WHAT YOU WILL DO:
Please copy out the lines in the entries that contain "shoreline".

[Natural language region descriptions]
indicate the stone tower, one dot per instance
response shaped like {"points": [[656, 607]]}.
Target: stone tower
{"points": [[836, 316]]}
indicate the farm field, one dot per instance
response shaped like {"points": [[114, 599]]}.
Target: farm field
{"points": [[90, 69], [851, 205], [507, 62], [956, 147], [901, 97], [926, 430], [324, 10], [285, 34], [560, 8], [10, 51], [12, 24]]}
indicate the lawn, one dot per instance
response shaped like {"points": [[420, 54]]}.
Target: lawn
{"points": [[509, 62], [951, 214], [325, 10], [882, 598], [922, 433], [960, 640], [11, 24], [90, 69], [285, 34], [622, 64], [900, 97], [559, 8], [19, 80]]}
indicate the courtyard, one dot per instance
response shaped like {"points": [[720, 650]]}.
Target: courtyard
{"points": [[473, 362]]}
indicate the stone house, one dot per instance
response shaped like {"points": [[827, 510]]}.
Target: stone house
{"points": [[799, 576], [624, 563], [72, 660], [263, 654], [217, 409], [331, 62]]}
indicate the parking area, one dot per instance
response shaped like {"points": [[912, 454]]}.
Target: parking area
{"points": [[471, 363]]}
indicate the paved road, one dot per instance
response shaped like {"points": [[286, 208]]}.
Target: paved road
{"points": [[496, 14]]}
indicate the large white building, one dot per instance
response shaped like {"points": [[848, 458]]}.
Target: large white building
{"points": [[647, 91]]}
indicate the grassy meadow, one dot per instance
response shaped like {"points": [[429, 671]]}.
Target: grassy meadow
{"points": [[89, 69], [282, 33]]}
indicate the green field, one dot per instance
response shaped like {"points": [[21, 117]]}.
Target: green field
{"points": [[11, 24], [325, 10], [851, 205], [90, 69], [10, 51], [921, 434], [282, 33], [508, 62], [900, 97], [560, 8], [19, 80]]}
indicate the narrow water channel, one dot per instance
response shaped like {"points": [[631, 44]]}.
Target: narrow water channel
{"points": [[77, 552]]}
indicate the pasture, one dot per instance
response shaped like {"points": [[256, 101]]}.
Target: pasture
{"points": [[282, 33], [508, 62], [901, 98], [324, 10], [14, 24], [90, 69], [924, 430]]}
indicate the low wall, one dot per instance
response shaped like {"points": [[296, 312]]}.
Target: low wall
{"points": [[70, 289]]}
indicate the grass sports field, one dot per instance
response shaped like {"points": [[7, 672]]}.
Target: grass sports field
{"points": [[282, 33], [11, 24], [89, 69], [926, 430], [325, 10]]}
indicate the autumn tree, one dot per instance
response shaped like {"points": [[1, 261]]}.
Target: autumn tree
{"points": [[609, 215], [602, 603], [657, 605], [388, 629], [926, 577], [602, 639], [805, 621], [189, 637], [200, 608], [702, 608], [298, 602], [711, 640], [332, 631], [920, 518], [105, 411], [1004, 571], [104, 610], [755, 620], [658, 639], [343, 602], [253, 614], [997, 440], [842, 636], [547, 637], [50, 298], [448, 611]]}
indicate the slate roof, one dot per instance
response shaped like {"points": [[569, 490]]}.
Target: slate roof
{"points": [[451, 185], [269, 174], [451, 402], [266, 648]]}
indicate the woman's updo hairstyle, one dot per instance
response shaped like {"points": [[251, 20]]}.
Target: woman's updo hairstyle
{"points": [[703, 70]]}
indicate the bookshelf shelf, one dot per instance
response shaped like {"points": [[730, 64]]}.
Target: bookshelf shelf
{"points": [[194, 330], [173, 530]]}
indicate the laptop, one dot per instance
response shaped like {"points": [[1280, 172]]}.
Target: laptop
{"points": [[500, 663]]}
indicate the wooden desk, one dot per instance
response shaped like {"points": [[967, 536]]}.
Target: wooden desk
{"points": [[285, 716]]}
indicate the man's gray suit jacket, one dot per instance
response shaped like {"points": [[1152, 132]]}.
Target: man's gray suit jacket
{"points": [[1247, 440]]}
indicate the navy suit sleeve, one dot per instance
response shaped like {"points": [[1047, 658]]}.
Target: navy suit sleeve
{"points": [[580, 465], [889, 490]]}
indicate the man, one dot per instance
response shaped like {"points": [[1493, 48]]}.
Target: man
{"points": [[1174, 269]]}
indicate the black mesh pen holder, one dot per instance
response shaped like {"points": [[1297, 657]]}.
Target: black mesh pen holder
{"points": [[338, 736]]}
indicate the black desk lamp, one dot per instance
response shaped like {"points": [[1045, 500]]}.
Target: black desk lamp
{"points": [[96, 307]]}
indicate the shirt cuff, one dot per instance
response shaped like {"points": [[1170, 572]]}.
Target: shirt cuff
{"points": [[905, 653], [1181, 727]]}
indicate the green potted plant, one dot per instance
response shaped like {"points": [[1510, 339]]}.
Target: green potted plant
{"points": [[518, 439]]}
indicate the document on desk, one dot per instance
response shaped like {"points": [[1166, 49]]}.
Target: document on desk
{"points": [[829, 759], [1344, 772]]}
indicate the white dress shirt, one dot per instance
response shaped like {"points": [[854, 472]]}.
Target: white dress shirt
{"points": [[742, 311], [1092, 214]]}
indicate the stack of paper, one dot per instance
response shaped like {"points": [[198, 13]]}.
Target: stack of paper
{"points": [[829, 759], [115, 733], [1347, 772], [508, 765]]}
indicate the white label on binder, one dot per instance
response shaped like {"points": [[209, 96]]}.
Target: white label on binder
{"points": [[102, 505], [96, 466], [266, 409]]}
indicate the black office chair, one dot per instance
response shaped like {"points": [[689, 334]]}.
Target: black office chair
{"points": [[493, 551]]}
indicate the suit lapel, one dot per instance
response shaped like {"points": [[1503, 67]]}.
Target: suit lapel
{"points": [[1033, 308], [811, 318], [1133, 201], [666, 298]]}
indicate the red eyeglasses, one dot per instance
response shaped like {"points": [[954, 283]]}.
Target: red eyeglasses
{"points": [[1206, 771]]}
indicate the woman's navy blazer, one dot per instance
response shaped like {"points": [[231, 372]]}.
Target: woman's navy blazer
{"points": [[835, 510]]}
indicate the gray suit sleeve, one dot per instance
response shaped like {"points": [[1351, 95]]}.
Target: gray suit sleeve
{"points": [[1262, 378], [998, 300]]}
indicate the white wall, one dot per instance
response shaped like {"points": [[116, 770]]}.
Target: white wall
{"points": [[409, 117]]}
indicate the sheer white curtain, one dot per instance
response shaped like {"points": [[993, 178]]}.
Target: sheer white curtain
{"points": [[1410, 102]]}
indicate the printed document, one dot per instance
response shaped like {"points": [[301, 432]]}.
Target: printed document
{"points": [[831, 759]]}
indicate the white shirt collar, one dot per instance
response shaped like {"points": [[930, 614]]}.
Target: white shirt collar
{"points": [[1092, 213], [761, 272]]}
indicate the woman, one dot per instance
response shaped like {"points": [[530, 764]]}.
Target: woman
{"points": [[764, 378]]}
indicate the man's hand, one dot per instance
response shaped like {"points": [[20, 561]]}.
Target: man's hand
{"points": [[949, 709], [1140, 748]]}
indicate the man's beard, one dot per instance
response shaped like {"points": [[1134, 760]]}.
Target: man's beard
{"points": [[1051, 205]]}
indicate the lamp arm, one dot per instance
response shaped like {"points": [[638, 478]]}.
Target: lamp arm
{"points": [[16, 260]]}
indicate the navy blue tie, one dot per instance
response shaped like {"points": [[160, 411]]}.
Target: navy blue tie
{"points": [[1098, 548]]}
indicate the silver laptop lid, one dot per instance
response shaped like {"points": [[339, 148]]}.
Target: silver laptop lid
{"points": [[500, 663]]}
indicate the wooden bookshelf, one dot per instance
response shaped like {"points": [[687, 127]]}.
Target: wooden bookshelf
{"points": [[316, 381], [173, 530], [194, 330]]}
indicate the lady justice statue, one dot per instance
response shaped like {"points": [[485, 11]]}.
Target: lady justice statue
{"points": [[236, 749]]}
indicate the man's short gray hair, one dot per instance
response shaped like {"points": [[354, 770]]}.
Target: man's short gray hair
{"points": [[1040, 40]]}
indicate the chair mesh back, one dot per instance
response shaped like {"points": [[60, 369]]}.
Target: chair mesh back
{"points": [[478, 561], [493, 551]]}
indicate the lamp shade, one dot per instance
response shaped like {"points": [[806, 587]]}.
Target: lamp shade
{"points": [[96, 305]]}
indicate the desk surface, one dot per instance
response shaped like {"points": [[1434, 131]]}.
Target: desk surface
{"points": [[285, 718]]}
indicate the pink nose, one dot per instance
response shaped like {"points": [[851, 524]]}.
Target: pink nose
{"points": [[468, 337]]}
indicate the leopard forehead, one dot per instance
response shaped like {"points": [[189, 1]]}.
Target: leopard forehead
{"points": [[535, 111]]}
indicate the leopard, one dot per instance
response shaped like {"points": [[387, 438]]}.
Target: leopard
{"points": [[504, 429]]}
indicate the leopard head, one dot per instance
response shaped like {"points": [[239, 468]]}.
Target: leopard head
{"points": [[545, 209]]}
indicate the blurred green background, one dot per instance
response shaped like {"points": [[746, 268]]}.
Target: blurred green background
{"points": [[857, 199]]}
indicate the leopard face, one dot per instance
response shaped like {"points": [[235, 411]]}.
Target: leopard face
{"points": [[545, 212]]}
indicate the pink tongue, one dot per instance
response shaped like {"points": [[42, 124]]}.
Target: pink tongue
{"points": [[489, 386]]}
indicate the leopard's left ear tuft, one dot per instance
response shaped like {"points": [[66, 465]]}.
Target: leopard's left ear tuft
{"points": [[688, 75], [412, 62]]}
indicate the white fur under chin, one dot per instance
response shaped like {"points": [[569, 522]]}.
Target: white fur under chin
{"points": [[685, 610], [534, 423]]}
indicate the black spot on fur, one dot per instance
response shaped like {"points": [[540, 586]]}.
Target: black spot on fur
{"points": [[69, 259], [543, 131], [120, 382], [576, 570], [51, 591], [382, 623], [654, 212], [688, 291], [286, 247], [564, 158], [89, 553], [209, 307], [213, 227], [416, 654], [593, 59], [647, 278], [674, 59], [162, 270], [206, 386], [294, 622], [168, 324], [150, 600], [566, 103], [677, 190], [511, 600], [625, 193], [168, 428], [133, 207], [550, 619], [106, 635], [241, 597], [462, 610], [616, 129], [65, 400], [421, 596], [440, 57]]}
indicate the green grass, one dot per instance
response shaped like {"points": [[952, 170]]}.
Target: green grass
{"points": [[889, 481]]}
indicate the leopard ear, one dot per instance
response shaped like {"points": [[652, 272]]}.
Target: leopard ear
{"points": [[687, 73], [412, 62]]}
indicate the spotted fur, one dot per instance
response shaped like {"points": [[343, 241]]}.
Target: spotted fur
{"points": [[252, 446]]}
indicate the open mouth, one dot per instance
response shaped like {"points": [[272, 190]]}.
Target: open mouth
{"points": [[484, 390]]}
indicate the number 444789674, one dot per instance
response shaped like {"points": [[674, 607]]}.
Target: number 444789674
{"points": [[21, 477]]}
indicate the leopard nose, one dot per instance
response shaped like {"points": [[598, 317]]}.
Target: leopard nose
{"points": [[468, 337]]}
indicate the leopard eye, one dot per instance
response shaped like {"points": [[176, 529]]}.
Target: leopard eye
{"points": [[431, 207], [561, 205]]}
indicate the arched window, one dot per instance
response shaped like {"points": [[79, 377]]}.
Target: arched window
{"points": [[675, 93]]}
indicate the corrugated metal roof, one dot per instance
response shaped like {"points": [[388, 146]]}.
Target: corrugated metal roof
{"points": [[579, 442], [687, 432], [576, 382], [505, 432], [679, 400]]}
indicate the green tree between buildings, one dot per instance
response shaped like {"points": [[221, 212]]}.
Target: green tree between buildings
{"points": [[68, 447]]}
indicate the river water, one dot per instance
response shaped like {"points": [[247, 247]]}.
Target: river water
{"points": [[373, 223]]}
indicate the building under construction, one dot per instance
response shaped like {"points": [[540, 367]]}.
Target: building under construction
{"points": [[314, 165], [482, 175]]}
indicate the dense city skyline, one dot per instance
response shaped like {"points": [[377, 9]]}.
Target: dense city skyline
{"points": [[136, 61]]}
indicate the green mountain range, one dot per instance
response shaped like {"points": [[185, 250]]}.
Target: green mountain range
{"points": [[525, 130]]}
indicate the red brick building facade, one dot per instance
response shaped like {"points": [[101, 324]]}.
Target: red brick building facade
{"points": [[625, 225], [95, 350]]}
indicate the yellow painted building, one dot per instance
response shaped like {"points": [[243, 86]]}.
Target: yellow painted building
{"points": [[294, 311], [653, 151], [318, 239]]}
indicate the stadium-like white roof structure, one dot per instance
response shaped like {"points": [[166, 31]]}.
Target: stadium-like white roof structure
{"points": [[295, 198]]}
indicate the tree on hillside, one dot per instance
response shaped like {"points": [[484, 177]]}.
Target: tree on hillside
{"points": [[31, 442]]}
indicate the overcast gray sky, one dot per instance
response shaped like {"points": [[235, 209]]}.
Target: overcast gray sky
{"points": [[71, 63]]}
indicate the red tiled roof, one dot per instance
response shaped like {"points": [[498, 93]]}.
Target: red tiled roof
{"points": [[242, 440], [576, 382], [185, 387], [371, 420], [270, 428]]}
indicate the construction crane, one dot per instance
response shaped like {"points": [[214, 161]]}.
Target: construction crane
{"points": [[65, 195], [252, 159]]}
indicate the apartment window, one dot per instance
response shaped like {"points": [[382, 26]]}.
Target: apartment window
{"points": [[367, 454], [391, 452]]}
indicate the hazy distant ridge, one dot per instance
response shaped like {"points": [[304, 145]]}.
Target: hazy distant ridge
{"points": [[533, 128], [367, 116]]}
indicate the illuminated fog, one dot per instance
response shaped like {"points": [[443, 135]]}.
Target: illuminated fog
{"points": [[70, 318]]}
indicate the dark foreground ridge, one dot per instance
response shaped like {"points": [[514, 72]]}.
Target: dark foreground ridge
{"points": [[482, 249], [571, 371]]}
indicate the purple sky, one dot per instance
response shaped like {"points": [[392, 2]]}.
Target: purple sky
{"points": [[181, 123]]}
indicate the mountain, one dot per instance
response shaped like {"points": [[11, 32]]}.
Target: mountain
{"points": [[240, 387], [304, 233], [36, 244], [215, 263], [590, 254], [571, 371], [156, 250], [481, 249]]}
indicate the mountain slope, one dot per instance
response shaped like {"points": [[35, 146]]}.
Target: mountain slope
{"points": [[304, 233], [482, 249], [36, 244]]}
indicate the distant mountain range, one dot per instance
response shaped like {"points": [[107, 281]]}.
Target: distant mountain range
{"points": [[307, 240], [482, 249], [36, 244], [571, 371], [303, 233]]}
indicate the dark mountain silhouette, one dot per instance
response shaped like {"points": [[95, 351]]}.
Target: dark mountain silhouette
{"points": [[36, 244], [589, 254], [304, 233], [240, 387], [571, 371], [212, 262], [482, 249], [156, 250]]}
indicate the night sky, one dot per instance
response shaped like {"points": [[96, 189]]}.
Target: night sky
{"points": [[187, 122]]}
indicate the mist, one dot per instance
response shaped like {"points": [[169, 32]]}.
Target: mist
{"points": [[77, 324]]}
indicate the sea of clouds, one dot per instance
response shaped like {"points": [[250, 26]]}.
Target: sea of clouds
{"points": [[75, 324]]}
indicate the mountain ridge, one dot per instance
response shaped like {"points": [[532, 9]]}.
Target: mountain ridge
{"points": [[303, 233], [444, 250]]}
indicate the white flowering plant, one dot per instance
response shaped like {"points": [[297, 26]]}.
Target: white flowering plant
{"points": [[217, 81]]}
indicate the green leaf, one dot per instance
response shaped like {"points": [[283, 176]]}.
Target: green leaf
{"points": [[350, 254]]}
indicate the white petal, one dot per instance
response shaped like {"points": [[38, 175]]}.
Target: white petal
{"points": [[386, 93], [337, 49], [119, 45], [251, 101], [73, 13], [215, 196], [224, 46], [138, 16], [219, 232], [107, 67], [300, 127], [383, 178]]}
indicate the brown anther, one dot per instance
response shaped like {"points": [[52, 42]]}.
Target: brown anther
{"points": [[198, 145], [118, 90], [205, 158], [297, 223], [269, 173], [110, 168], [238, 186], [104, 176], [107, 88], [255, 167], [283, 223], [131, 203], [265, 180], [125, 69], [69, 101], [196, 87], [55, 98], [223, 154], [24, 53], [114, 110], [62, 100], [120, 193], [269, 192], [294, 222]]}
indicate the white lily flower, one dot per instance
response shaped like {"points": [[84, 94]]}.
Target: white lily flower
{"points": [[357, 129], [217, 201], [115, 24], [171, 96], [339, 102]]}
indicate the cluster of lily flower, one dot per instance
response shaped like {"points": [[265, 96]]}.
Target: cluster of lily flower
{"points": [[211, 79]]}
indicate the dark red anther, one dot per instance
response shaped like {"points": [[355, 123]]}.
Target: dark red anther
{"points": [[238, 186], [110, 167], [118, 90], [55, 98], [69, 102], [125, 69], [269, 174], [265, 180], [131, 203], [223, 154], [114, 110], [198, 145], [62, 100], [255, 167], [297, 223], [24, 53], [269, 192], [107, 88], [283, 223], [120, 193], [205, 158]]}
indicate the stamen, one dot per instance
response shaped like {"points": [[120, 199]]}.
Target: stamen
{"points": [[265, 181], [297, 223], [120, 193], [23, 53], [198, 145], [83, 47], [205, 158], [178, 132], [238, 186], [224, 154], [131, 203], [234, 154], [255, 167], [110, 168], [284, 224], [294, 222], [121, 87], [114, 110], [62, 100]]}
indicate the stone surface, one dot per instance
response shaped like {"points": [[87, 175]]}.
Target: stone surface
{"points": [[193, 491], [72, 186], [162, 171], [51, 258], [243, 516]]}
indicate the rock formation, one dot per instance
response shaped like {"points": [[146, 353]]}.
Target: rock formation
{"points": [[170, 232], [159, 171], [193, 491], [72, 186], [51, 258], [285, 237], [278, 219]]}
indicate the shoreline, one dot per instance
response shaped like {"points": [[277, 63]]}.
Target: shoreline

EXERCISE SOLUTION:
indicate the shoreline, one dot per instance
Target: shoreline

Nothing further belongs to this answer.